| Assignment |
Where an entry below contains an image, skip the image and reproduce the rest exactly.

| Supplied data |
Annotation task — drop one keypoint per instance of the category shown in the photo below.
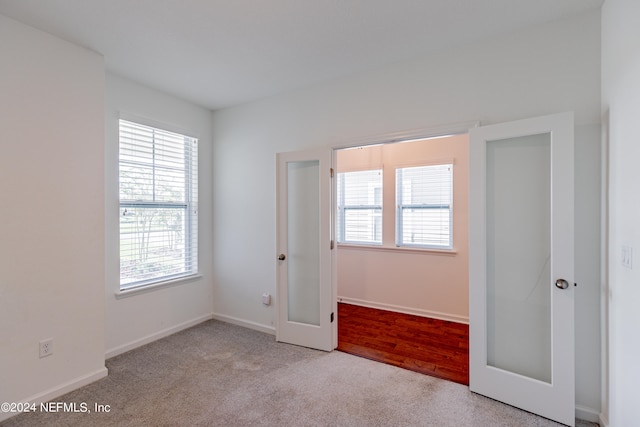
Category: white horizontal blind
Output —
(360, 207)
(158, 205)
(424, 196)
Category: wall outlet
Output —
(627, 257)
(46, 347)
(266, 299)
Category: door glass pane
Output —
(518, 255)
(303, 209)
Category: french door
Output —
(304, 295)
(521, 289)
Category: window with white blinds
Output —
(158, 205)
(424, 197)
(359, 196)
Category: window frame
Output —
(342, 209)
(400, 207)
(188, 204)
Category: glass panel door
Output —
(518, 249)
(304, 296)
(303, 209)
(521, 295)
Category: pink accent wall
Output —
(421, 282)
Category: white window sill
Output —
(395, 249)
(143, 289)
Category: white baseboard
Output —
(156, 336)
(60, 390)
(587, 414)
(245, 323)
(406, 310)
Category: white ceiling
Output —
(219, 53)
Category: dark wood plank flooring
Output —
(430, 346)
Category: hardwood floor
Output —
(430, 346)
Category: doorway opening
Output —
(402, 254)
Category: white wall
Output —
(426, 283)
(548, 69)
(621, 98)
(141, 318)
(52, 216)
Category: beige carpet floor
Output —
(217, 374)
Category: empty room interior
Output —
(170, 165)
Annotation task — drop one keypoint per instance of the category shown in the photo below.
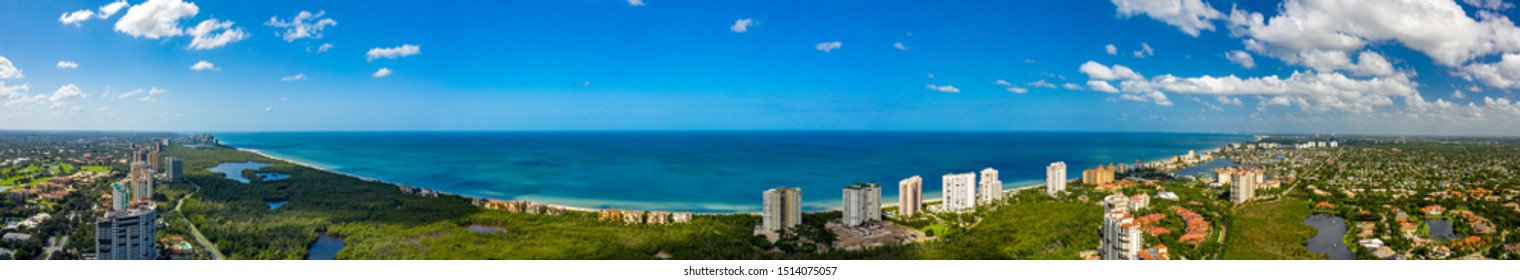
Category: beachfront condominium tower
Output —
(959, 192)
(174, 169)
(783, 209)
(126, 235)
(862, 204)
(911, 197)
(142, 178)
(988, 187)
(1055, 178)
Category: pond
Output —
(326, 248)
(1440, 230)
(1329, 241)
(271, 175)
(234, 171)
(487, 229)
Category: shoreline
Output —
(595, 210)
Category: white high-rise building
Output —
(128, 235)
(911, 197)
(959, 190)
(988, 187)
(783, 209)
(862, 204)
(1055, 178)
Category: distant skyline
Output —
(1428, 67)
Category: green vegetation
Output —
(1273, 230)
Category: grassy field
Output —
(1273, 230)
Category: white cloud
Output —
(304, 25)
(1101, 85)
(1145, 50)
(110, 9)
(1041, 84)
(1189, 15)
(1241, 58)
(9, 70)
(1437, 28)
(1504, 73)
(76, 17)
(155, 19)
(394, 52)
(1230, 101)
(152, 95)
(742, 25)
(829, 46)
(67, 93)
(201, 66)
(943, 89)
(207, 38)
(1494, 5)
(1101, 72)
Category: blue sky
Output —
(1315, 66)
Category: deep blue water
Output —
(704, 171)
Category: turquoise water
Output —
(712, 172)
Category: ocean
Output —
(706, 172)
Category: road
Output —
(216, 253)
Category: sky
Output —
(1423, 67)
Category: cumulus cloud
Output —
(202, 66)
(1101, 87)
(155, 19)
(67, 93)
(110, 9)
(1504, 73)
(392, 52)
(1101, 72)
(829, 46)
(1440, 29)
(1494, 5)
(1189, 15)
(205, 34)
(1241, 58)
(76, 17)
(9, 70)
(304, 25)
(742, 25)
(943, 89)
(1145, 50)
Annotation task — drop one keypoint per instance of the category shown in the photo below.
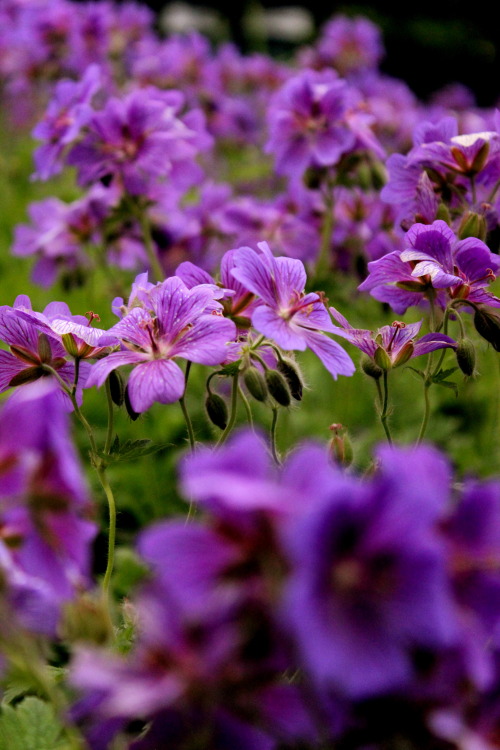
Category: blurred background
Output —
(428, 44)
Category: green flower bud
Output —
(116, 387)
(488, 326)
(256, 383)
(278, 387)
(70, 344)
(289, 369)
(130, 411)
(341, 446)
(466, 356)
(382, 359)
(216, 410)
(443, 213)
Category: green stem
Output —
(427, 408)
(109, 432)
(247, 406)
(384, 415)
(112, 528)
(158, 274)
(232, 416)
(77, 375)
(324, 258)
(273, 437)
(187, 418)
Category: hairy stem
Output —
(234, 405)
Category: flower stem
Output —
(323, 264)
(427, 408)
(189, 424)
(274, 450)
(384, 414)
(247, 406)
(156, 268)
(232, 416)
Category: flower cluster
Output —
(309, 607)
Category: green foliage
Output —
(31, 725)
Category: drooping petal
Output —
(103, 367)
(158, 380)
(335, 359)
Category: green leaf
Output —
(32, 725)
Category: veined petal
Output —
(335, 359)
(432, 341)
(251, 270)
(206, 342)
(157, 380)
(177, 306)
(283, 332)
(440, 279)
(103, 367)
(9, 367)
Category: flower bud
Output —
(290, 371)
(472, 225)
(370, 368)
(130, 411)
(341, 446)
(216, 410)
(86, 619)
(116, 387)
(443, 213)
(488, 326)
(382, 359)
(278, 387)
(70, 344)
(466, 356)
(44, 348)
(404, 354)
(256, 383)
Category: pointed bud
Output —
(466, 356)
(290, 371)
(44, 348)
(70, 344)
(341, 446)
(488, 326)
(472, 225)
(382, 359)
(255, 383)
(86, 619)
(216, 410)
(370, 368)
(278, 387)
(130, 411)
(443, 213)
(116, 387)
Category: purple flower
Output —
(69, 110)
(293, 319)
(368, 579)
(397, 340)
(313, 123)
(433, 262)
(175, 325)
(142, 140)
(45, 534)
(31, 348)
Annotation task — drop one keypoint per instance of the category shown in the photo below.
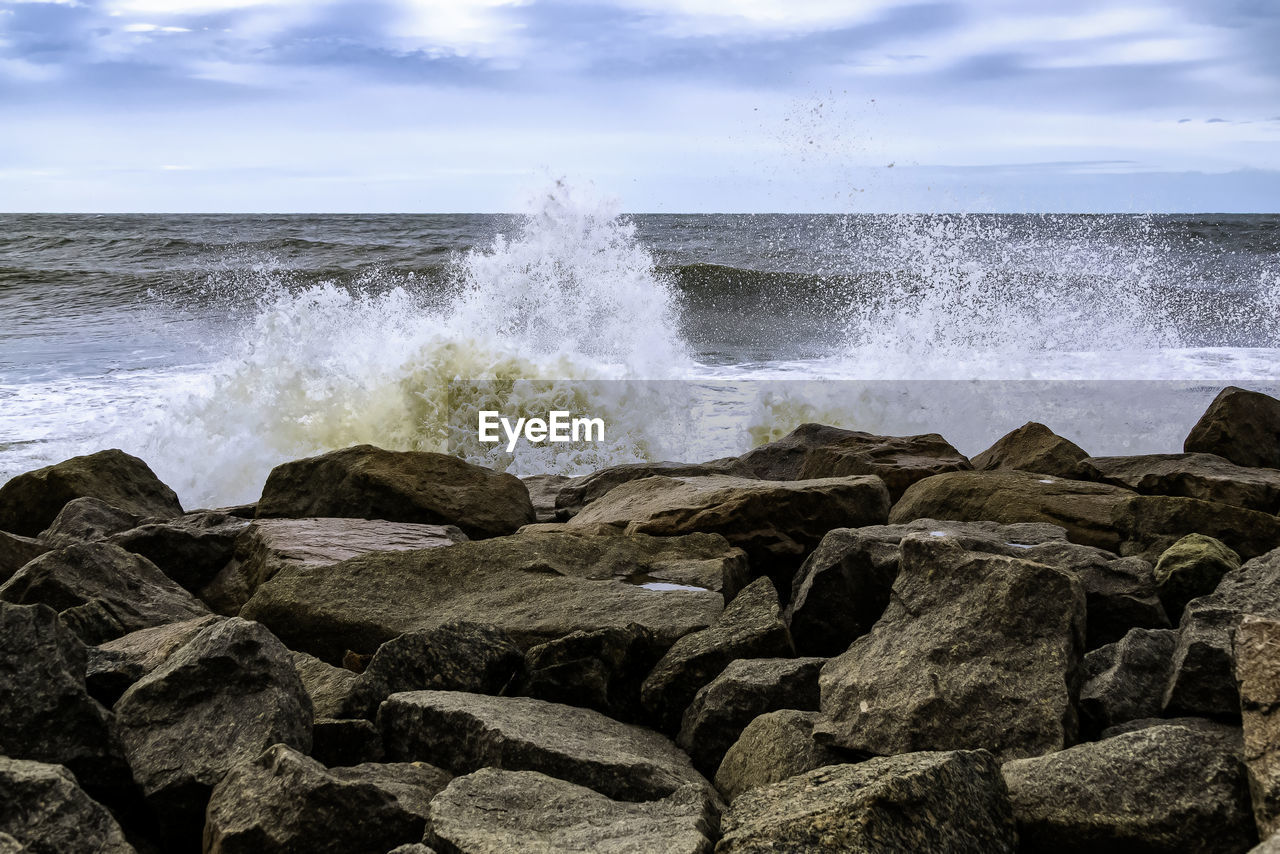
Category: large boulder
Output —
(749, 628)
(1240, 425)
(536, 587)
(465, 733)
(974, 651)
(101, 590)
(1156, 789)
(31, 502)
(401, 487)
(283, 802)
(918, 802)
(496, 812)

| Reply to the exercise |
Annotation task — drop one keypoint per instance of the category shown in the photo below.
Category: white horizontal blind
Output —
(360, 207)
(158, 205)
(424, 196)
Category: wall outlet
Output —
(627, 257)
(46, 347)
(266, 299)
Category: door glass pane
Output —
(518, 255)
(303, 209)
Category: french door
Output —
(304, 295)
(521, 289)
Category: window with white blinds
Output —
(158, 205)
(424, 197)
(359, 196)
Category: window frame
Output —
(342, 209)
(400, 207)
(188, 204)
Category: glass panel door
Output —
(518, 249)
(304, 296)
(303, 209)
(521, 295)
Category: pink accent wall
Output —
(421, 282)
Category: white window sill
Output —
(395, 249)
(143, 289)
Category: white baseboard
Output —
(156, 336)
(60, 390)
(587, 414)
(245, 323)
(406, 310)
Category: white ceiling
Output —
(219, 53)
Category: dark wood plank flooring
Output —
(430, 346)
Category: hardwood floor
Output —
(430, 346)
Category: doorway opening
Output —
(402, 254)
Category: white wall
Output —
(426, 283)
(548, 69)
(621, 98)
(141, 318)
(52, 216)
Category: beige carpet floor
Output —
(217, 374)
Category: empty room interior
Output —
(170, 165)
Annotation task — drop one keypoint per instance of the category shown in the photo below.
Category: beachfront condominium tower
Output —
(959, 192)
(174, 169)
(783, 209)
(126, 235)
(862, 204)
(911, 197)
(142, 178)
(988, 187)
(1055, 178)
Category: pond
Output —
(326, 248)
(1440, 230)
(1329, 241)
(271, 175)
(234, 171)
(487, 229)
Category: shoreline
Output —
(595, 210)
Category: white high-rise building
Output —
(128, 235)
(911, 197)
(959, 190)
(988, 187)
(783, 209)
(862, 204)
(1055, 178)
Category: distant skyline
Output —
(1428, 67)
Category: green vegetation
Output —
(1273, 230)
Category: grassy field
Output —
(1273, 230)
Category: white cloud
Output —
(304, 25)
(1101, 85)
(1145, 50)
(110, 9)
(1041, 84)
(1189, 15)
(1241, 58)
(9, 70)
(1437, 28)
(1504, 73)
(76, 17)
(155, 19)
(394, 52)
(1230, 101)
(152, 95)
(742, 25)
(829, 46)
(67, 93)
(201, 66)
(943, 89)
(207, 38)
(1494, 5)
(1101, 72)
Category: blue sky
Output —
(1315, 66)
Category: deep blue water
Output —
(704, 171)
Category: turquoise water
Output —
(712, 172)
Category: ocean
Output —
(706, 172)
Category: road
Output —
(216, 253)
Category: sky
Output —
(1423, 67)
Category: cumulus cloud
Output —
(202, 66)
(1101, 87)
(155, 19)
(67, 93)
(110, 9)
(1504, 73)
(392, 52)
(1101, 72)
(829, 46)
(1440, 29)
(1494, 5)
(1189, 15)
(205, 34)
(1241, 58)
(76, 17)
(9, 70)
(304, 25)
(742, 25)
(943, 89)
(1145, 50)
Annotation task — drop one keypoint per instance of the category shown in the photo below.
Category: blurred background
Output —
(428, 44)
Category: green flower bud
Output —
(116, 387)
(488, 326)
(256, 383)
(278, 387)
(70, 344)
(289, 369)
(130, 411)
(341, 446)
(466, 356)
(382, 359)
(216, 410)
(443, 213)
Category: green stem
Output —
(427, 408)
(109, 432)
(247, 406)
(384, 415)
(112, 528)
(158, 274)
(232, 416)
(77, 375)
(324, 258)
(273, 437)
(187, 418)
Category: hairy stem
Output —
(234, 405)
Category: flower stem
Output —
(323, 264)
(427, 408)
(189, 424)
(274, 450)
(384, 414)
(247, 406)
(156, 268)
(232, 416)
Category: flower cluster
Output —
(309, 607)
Category: green foliage
Output —
(31, 725)
Category: drooping petal
Output —
(103, 367)
(158, 380)
(335, 359)
Category: green leaf
Output —
(32, 725)
Category: veined petal
Output —
(335, 359)
(432, 341)
(251, 270)
(206, 342)
(157, 380)
(177, 306)
(283, 332)
(440, 279)
(103, 367)
(9, 367)
Category: flower bud
Output —
(290, 371)
(472, 225)
(370, 368)
(130, 411)
(341, 446)
(216, 410)
(86, 619)
(116, 387)
(443, 213)
(488, 326)
(382, 359)
(278, 387)
(70, 344)
(466, 356)
(44, 348)
(404, 354)
(256, 383)
Category: pointed bud
Output —
(466, 356)
(290, 371)
(44, 348)
(70, 344)
(341, 446)
(488, 326)
(472, 225)
(382, 359)
(255, 383)
(86, 619)
(216, 410)
(370, 368)
(278, 387)
(130, 411)
(443, 213)
(116, 387)
Category: purple flower
Output —
(69, 110)
(293, 319)
(368, 579)
(397, 340)
(313, 123)
(433, 262)
(175, 325)
(142, 140)
(45, 534)
(31, 348)
Annotation task — drop one keypoint per instance of the category shown in the photo below.
Category: large boulder
Output —
(749, 628)
(1240, 425)
(536, 587)
(465, 733)
(974, 651)
(101, 590)
(1156, 789)
(31, 502)
(401, 487)
(283, 802)
(918, 802)
(496, 812)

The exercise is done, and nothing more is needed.